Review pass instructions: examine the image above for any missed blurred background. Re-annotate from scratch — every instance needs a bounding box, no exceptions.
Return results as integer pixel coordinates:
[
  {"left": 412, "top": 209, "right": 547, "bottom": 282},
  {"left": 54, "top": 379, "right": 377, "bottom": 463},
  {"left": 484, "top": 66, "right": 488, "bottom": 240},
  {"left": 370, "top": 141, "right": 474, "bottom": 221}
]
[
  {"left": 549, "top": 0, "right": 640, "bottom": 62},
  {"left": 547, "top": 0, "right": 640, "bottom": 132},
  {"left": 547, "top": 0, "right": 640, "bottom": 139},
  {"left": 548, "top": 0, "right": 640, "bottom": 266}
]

====

• _Your objective_: Restate the entries above word for word.

• _Reply_:
Review pass instructions: examine the image above for any missed blurred background. Re-annotate from scratch — every instance needs a bounding box, no exceptions.
Return results as integer pixel coordinates:
[
  {"left": 412, "top": 209, "right": 547, "bottom": 282},
  {"left": 54, "top": 379, "right": 377, "bottom": 463},
  {"left": 484, "top": 66, "right": 488, "bottom": 240},
  {"left": 370, "top": 141, "right": 474, "bottom": 221}
]
[
  {"left": 549, "top": 0, "right": 640, "bottom": 62},
  {"left": 547, "top": 0, "right": 640, "bottom": 132},
  {"left": 547, "top": 0, "right": 640, "bottom": 139},
  {"left": 548, "top": 0, "right": 640, "bottom": 266}
]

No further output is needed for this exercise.